* [Required task]:
Render the lines from the start through the line containing "xmin=757 ymin=430 xmax=881 ymax=444" as a Markdown table with the columns Row and Text, where Row holds each line's number and Text holds the line itself. Skip blank lines, and leave the pictures out of the answer.

* [Dataset records]:
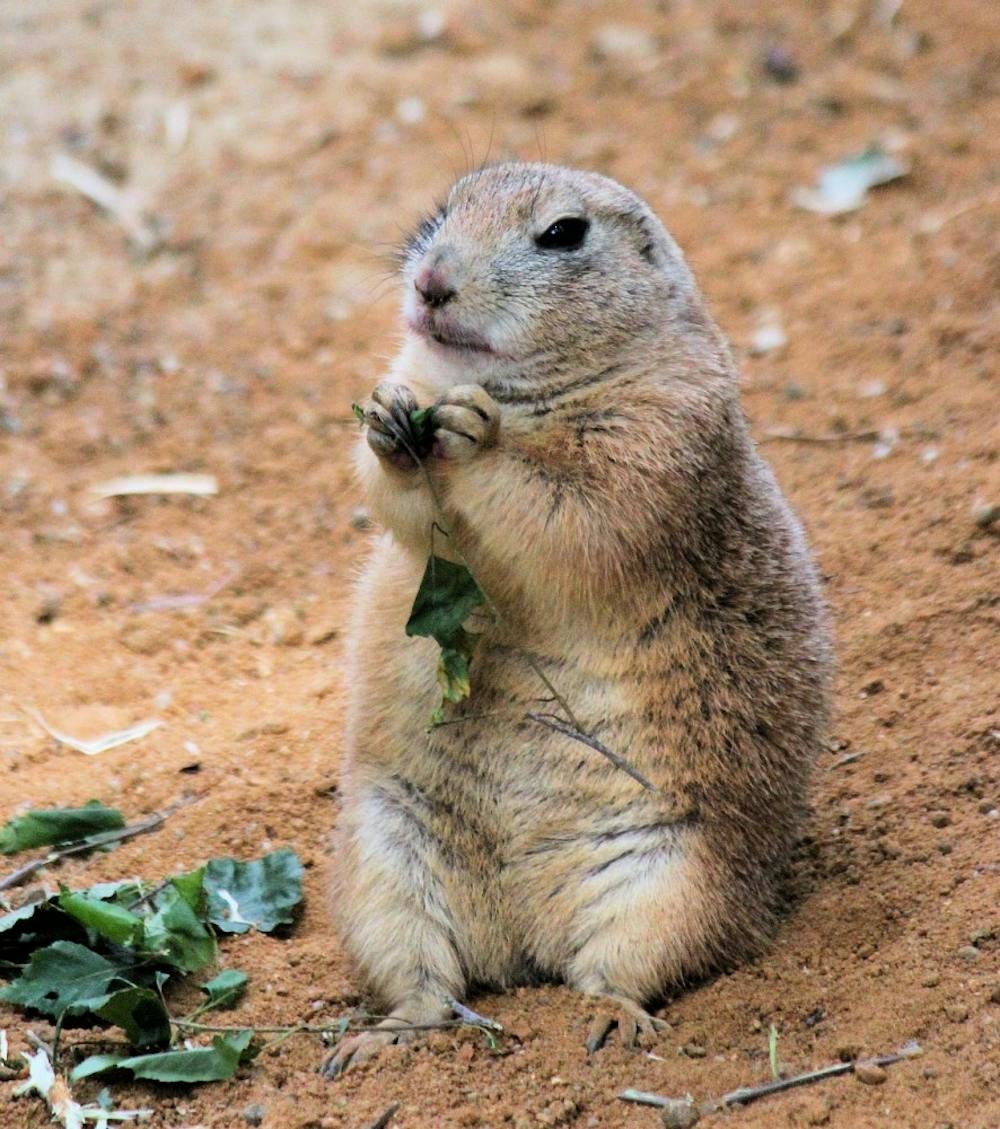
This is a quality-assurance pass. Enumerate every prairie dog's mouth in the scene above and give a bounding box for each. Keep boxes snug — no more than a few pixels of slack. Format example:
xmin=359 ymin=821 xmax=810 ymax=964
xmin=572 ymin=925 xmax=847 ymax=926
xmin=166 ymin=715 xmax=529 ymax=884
xmin=406 ymin=312 xmax=495 ymax=356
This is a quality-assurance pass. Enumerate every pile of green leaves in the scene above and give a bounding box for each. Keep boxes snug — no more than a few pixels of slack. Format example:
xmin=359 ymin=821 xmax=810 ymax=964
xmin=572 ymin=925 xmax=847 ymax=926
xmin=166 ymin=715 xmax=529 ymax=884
xmin=0 ymin=803 xmax=302 ymax=1083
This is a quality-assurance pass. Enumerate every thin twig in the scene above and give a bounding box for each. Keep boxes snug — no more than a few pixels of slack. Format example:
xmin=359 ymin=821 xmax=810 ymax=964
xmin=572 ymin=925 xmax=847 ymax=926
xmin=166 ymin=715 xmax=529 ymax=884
xmin=170 ymin=1015 xmax=480 ymax=1035
xmin=757 ymin=427 xmax=933 ymax=445
xmin=445 ymin=996 xmax=503 ymax=1032
xmin=51 ymin=152 xmax=163 ymax=254
xmin=705 ymin=1042 xmax=922 ymax=1112
xmin=365 ymin=1102 xmax=400 ymax=1129
xmin=0 ymin=805 xmax=168 ymax=890
xmin=525 ymin=714 xmax=659 ymax=791
xmin=619 ymin=1042 xmax=922 ymax=1113
xmin=757 ymin=430 xmax=881 ymax=444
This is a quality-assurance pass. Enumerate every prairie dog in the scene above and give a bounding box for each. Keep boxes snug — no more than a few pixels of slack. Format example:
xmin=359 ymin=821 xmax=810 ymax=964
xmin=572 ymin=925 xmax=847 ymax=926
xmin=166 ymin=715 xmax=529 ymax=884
xmin=326 ymin=164 xmax=831 ymax=1075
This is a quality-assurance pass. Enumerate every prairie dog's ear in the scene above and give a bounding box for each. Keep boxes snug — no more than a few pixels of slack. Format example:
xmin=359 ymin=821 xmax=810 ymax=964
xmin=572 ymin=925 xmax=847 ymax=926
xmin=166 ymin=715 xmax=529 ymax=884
xmin=629 ymin=210 xmax=667 ymax=268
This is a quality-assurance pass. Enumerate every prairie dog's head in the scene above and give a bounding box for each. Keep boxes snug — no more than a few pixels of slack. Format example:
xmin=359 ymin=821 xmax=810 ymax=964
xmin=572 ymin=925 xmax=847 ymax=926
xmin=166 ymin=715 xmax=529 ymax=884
xmin=403 ymin=164 xmax=701 ymax=397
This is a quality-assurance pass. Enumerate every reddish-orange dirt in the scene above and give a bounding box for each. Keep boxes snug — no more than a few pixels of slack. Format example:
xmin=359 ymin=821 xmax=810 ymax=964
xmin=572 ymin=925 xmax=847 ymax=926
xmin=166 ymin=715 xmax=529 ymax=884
xmin=0 ymin=0 xmax=1000 ymax=1129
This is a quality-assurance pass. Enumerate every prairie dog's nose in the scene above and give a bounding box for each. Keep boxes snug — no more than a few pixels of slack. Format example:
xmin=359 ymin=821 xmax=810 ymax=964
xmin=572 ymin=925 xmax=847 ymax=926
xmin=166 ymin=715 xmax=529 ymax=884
xmin=413 ymin=265 xmax=455 ymax=309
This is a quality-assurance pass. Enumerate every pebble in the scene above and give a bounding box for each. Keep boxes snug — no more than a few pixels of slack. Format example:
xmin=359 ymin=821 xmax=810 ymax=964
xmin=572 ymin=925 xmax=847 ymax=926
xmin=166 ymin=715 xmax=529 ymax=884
xmin=590 ymin=24 xmax=656 ymax=62
xmin=854 ymin=1062 xmax=888 ymax=1086
xmin=660 ymin=1097 xmax=701 ymax=1129
xmin=801 ymin=1097 xmax=830 ymax=1126
xmin=972 ymin=501 xmax=1000 ymax=530
xmin=764 ymin=46 xmax=799 ymax=85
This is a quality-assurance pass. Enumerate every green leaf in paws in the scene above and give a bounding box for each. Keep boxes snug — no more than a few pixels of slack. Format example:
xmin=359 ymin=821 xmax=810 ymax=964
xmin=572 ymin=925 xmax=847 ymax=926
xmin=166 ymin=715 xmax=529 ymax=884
xmin=406 ymin=557 xmax=484 ymax=650
xmin=406 ymin=557 xmax=485 ymax=726
xmin=70 ymin=1031 xmax=253 ymax=1083
xmin=410 ymin=408 xmax=435 ymax=444
xmin=0 ymin=799 xmax=125 ymax=855
xmin=204 ymin=847 xmax=302 ymax=933
xmin=201 ymin=969 xmax=248 ymax=1012
xmin=438 ymin=636 xmax=474 ymax=702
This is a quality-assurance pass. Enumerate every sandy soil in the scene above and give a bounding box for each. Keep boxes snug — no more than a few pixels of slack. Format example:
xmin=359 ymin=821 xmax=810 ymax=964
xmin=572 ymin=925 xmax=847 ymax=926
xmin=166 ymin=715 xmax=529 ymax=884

* [Full response]:
| Row | Text |
|---|---|
| 1 | This is a quality-assurance pass. Enumerate every prairie dog's mouth in the scene above and give a bounding box for each. Keep boxes snug — no more than a few pixels of slack. Format example: |
| 2 | xmin=359 ymin=821 xmax=810 ymax=964 |
| 3 | xmin=572 ymin=925 xmax=847 ymax=926 |
| 4 | xmin=166 ymin=715 xmax=529 ymax=884 |
| 5 | xmin=406 ymin=312 xmax=495 ymax=356 |
| 6 | This is a quality-assurance pass. Enumerate every pile of green leaves in the scene above and give a bounding box for each. Keep boxes snug — no more than a few pixels of slack. Format example: |
| 7 | xmin=359 ymin=821 xmax=810 ymax=964 |
| 8 | xmin=572 ymin=925 xmax=847 ymax=926 |
| 9 | xmin=166 ymin=715 xmax=529 ymax=884 |
| 10 | xmin=0 ymin=803 xmax=302 ymax=1083 |
| 11 | This is a quality-assurance pass. Enumerate every thin twig in the scene above and give a bounding box for each. Keep boxes snug — no more than a few pixels of slack. Format example: |
| 12 | xmin=359 ymin=821 xmax=810 ymax=964 |
| 13 | xmin=572 ymin=925 xmax=847 ymax=926 |
| 14 | xmin=166 ymin=715 xmax=529 ymax=884 |
| 15 | xmin=170 ymin=1015 xmax=480 ymax=1035 |
| 16 | xmin=757 ymin=427 xmax=933 ymax=445 |
| 17 | xmin=445 ymin=996 xmax=503 ymax=1032 |
| 18 | xmin=51 ymin=152 xmax=163 ymax=254 |
| 19 | xmin=705 ymin=1042 xmax=922 ymax=1112 |
| 20 | xmin=365 ymin=1102 xmax=400 ymax=1129 |
| 21 | xmin=0 ymin=805 xmax=168 ymax=890 |
| 22 | xmin=525 ymin=714 xmax=659 ymax=791 |
| 23 | xmin=619 ymin=1042 xmax=922 ymax=1113 |
| 24 | xmin=757 ymin=430 xmax=881 ymax=444 |